• **EXTRAIT FOURNI**
'''

Lecture du lundi 22 mai 2017
REPUBLIQUE FRANCAISE

AU NOM DU PEUPLE FRANCAIS



Vu la procédure suivante :

M. B... A...a demandé au tribunal administratif de Montpellier d'annuler pour excès de pouvoir la décision du 29 mars 2013 par laquelle le maire de Sète (Hérault) lui a refusé le bénéfice de la protection fonctionnelle ainsi que la décision implicite rejetant son recours gracieux formé le 22 avril 2013 contre cette décision. Par un jugement n° 1303981 du 10 juillet 2014, le tribunal administratif a rejeté sa demande.

Par un arrêt n° 14MA03966 du 27 novembre 2015, la cour administrative d'appel de Marseille a annulé ce jugement ainsi que les décisions litigieuses.

Par un pourvoi sommaire et un mémoire complémentaire, enregistrés les 27 janvier et 27 avril 2016 au secrétariat du contentieux du Conseil d'Etat, la commune de Sète demande au Conseil d'Etat :

1°) d'annuler cet arrêt ;

2°) réglant l'affaire au fond, de rejeter l'appel formé par M. A... ;

3°) de mettre à la charge de M. A... une somme de 5 000 euros au titre de l'article L. 761-1 du code de justice administrative.



Vu les autres pièces du dossier ;

Vu :
- la loi n° 83-634 du 13 juillet 1983 ;
- le code de justice administrative ;



Après avoir entendu en séance publique :

- le rapport de M. Christian Fournier, maître des requêtes,

- les conclusions de Mme Emmanuelle Cortot-Boucher, rapporteur public ;

La parole ayant été donnée, avant et après les conclusions, à la SCP Garreau, Bauer-Violas, Feschotte-Desbois, avocat de la commune de Sète et à la SCP Fabiani, Luc-Thaler, Pinatel, avocat de M. B...A....


Considérant ce qui suit :

1. M. B... A...a été recruté en 2003, en qualité d'agent non titulaire, pour exercer des fonctions de formation en boucherie au sein du centre de formation des apprentis " Nicolas Albano " relevant de la commune de Sète (Hérault). A la rentrée scolaire de septembre 2012, M. A... ainsi que d'autres enseignants ont participé à un mouvement de grève qui a duré plusieurs semaines. M. A... a sollicité du maire de Sète le bénéfice de la protection fonctionnelle, prévue par l'article 11 de la loi du 13 juillet 1983 portant droits et obligations des fonctionnaires, afin d'intenter devant l'autorité judiciaire une action en diffamation contre une organisation patronale à l'origine de la publication, le 11 septembre 2012, d'un article de presse relatant le conflit social en cours. Par une décision du 29 mars 2013, le maire de Sète a refusé d'accorder la protection fonctionnelle à M. A... au titre de la période au cours de laquelle ce dernier était en grève. Par un jugement du 10 juillet 2014, le tribunal administratif de Montpellier a rejeté la demande de M. A... tendant à l'annulation pour excès de pouvoir de cette décision de refus et de la décision rejetant son recours gracieux dirigé contre cette décision. La commune de Sète se pourvoit en cassation contre l'arrêt du 27 novembre 2015 par lequel la cour administrative d'appel de Marseille, faisant droit à l'appel de M. A..., a annulé ce jugement ainsi que les décisions litigieuses.

'''

• **CONSIGNE**
Dans la décision reproduite ci-dessus, quelle somme la commune de Sète demande-t-elle de mettre à la charge de M. A... ?

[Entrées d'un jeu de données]
'''

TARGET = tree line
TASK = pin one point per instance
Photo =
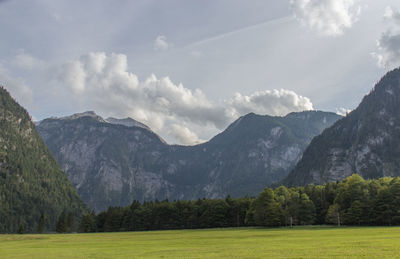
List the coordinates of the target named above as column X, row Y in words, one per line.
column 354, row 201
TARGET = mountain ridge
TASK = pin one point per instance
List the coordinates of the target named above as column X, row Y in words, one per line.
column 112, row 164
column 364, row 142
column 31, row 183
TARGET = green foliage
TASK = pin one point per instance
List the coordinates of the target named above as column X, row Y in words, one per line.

'''
'''

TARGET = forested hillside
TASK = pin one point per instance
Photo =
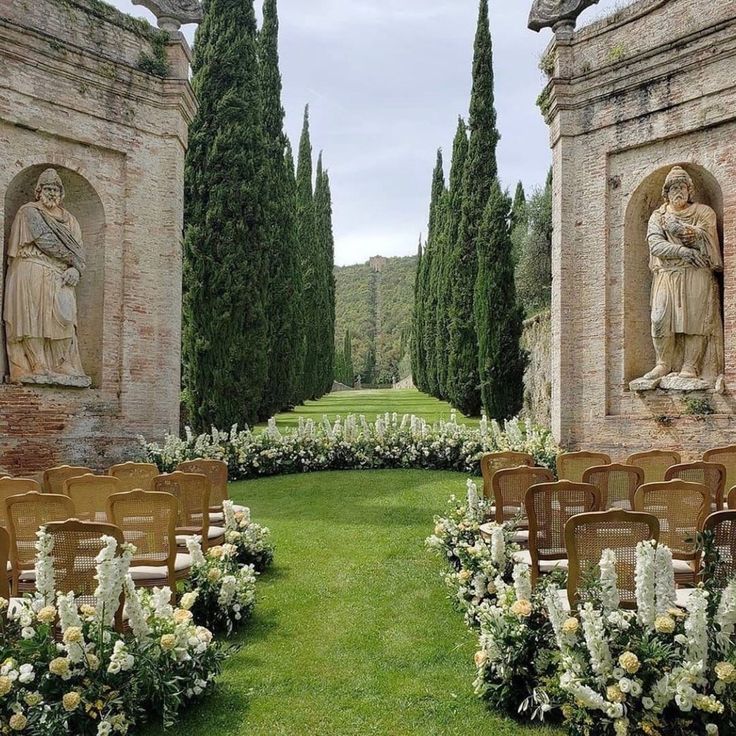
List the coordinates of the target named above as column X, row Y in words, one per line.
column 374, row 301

'''

• **RÉSULTAT DE L'EXERCICE**
Une somme de 5 000 euros, au titre de l'article L. 761-1 du code de justice administrative.